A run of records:
· · · · · · ·
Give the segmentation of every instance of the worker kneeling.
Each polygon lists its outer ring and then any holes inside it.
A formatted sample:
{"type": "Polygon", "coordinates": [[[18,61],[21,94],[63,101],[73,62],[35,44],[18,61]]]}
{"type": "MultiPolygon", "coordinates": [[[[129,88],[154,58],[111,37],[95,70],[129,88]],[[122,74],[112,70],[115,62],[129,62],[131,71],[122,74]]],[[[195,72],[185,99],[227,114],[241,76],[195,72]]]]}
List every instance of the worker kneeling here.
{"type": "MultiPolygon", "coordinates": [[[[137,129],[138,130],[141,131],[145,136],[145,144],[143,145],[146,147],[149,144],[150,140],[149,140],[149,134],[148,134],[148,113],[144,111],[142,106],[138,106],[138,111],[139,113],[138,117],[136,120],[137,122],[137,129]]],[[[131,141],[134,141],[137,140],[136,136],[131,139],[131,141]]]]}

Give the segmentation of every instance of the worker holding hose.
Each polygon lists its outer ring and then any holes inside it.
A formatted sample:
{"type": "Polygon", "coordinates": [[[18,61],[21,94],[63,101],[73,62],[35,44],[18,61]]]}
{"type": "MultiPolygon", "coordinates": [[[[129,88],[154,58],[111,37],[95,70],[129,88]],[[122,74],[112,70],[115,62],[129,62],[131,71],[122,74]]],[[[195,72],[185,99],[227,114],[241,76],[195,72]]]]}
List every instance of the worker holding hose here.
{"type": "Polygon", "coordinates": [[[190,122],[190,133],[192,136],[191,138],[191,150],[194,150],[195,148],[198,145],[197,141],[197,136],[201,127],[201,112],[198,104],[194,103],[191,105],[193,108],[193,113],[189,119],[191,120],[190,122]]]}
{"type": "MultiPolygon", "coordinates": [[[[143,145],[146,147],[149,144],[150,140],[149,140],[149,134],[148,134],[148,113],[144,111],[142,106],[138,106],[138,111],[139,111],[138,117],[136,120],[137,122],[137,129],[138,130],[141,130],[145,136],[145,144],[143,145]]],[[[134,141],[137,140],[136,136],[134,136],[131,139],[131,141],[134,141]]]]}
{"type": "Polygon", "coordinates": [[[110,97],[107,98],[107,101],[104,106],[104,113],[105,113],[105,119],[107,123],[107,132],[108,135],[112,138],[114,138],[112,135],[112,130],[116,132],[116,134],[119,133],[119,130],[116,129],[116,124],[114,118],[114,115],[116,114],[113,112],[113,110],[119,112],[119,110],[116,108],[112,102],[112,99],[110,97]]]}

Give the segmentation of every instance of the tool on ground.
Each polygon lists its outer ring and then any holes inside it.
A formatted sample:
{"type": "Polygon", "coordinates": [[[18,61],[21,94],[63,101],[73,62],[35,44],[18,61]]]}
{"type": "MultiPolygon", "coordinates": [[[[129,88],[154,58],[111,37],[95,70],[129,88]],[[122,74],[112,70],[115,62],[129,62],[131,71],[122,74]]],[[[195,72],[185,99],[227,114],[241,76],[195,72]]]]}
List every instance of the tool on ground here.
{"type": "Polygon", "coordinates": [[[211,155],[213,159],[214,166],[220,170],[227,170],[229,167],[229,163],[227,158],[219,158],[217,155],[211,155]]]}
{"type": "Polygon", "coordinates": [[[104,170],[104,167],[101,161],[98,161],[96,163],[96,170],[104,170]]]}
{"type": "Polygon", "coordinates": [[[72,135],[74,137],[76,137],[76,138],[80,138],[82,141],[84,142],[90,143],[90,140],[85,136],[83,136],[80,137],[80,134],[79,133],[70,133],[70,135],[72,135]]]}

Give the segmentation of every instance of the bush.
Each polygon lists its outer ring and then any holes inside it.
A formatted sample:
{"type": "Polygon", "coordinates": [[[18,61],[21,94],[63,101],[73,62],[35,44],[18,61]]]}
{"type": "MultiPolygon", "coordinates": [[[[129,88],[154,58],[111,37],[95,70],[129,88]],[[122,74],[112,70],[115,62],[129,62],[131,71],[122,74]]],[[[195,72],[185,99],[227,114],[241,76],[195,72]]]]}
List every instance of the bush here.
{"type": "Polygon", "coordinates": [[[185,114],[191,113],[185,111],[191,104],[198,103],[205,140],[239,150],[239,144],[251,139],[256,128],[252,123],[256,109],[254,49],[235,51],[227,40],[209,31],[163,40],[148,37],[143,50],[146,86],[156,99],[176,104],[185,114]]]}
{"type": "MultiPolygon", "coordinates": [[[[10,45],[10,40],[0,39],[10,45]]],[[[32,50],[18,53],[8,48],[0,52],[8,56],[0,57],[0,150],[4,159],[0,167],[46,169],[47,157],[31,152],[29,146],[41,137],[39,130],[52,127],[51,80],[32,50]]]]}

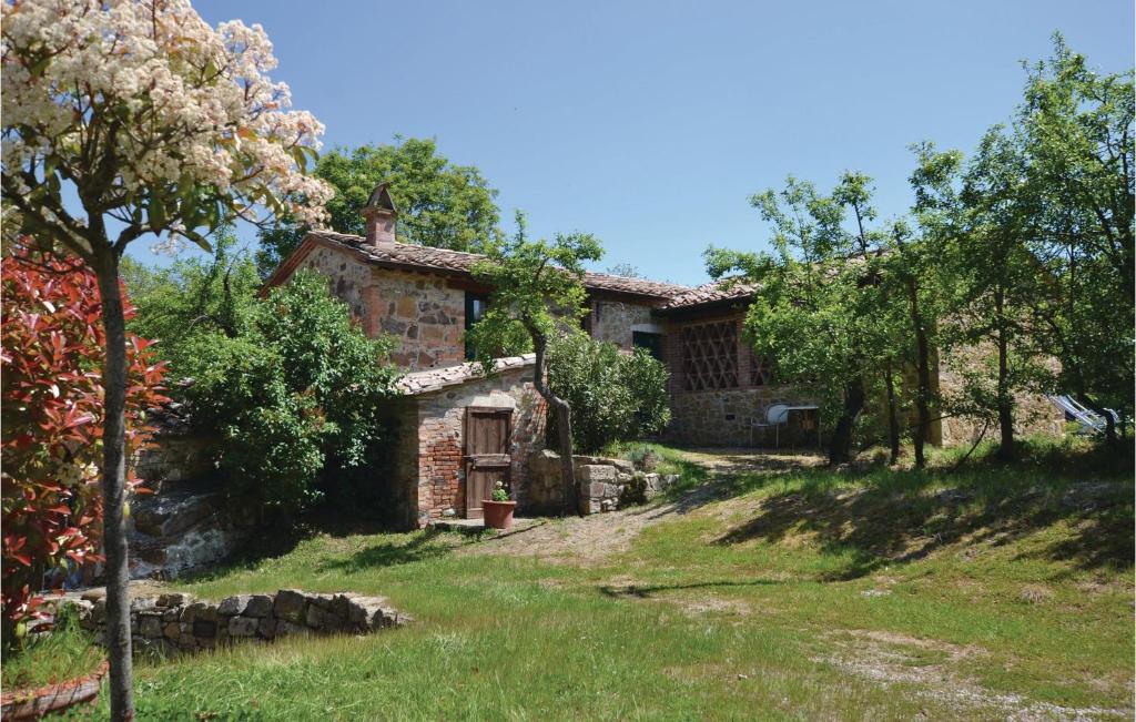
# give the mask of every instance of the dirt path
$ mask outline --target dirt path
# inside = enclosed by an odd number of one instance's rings
[[[512,531],[471,544],[462,554],[504,554],[588,566],[626,551],[643,529],[666,519],[690,513],[716,497],[717,476],[745,472],[785,472],[816,467],[815,455],[763,454],[738,450],[692,450],[686,461],[709,469],[711,479],[682,498],[632,506],[592,517],[540,519],[518,523]]]

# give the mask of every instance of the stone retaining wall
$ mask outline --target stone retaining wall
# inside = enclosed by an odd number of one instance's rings
[[[678,475],[636,471],[632,462],[603,456],[573,456],[576,489],[561,481],[560,456],[542,450],[529,456],[528,498],[537,512],[580,514],[610,512],[654,498]]]
[[[78,608],[80,624],[103,644],[106,596],[87,593],[64,604]],[[131,635],[139,653],[162,656],[192,654],[241,640],[267,641],[290,635],[368,633],[401,627],[411,618],[392,608],[384,597],[358,594],[309,594],[281,589],[276,594],[242,594],[220,603],[194,599],[184,593],[137,597],[131,602]]]

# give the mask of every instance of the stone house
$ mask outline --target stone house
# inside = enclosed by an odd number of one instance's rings
[[[481,499],[506,480],[521,510],[529,457],[543,445],[544,403],[532,385],[532,358],[504,359],[499,373],[479,376],[463,334],[478,320],[491,289],[473,276],[483,257],[400,243],[396,210],[385,186],[364,209],[366,236],[309,233],[265,284],[286,283],[301,269],[326,276],[364,330],[396,342],[391,360],[407,375],[402,398],[384,410],[400,429],[395,475],[399,518],[478,518]],[[642,346],[670,371],[676,443],[713,446],[769,444],[754,427],[774,403],[808,405],[800,389],[778,385],[769,363],[742,338],[752,288],[696,288],[588,272],[585,330],[625,351]],[[788,443],[817,439],[816,412],[779,429]],[[936,429],[933,440],[941,440]],[[469,488],[476,488],[470,494]]]

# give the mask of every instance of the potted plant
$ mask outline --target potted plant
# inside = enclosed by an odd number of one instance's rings
[[[509,498],[509,492],[504,488],[504,481],[498,479],[498,482],[493,485],[491,498],[482,501],[485,526],[493,529],[508,530],[512,526],[512,512],[515,509],[517,509],[517,502]]]

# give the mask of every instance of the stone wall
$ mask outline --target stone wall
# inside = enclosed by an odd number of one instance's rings
[[[603,456],[573,456],[573,470],[575,489],[563,482],[556,452],[541,450],[529,457],[529,503],[537,513],[610,512],[650,501],[678,479],[636,471],[629,461]]]
[[[299,268],[332,279],[332,292],[362,320],[368,336],[385,334],[396,342],[395,366],[417,371],[466,360],[466,292],[445,278],[371,268],[327,247],[315,249]]]
[[[992,373],[994,362],[994,351],[992,347],[975,346],[955,350],[944,355],[938,369],[938,388],[944,398],[958,396],[963,391],[963,378],[969,373]],[[1059,370],[1055,360],[1051,361],[1051,371]],[[993,383],[993,378],[991,381]],[[1044,434],[1049,436],[1064,435],[1064,412],[1058,409],[1045,397],[1044,394],[1016,392],[1013,394],[1013,431],[1019,436],[1031,434]],[[937,439],[944,446],[957,444],[974,444],[983,428],[986,428],[987,440],[996,442],[999,438],[997,422],[992,421],[988,426],[980,419],[974,417],[947,417],[937,423]]]
[[[178,482],[208,476],[212,457],[207,439],[185,434],[159,434],[154,443],[139,452],[134,472],[154,489],[167,481]]]
[[[630,351],[632,326],[650,325],[651,308],[619,301],[595,301],[591,311],[592,338]]]
[[[400,402],[400,482],[417,489],[404,523],[465,515],[467,406],[512,409],[510,482],[513,498],[525,509],[528,456],[544,445],[545,403],[533,388],[532,373],[532,367],[510,369]]]
[[[296,266],[296,271],[312,269],[331,279],[331,291],[351,307],[351,312],[367,319],[368,307],[374,303],[375,280],[370,266],[359,259],[325,246],[317,246]],[[374,336],[373,328],[367,334]]]
[[[759,446],[772,448],[772,428],[752,428],[765,421],[772,404],[803,404],[811,401],[794,395],[792,386],[760,386],[719,391],[674,393],[670,397],[671,423],[666,438],[678,444],[702,446]],[[802,426],[803,417],[790,414],[777,431],[780,446],[816,446],[815,429]]]
[[[101,591],[68,597],[80,624],[105,644],[106,596]],[[131,636],[137,653],[175,656],[214,649],[235,641],[267,641],[294,635],[367,633],[401,627],[411,618],[392,608],[384,597],[350,593],[308,594],[281,589],[276,594],[243,594],[220,603],[172,593],[131,601]]]

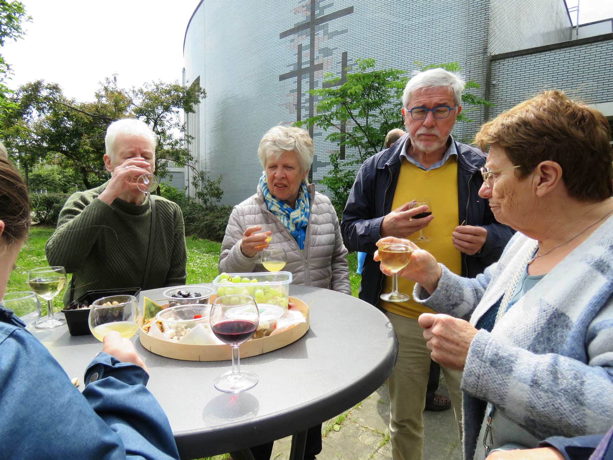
· · · · · · ·
■ What to do
Report every line of the records that contains the string "house", treating uppercase and lowercase letters as different.

■ Exercise result
# give the mask of every instance of the stone house
$ mask outline --target stone house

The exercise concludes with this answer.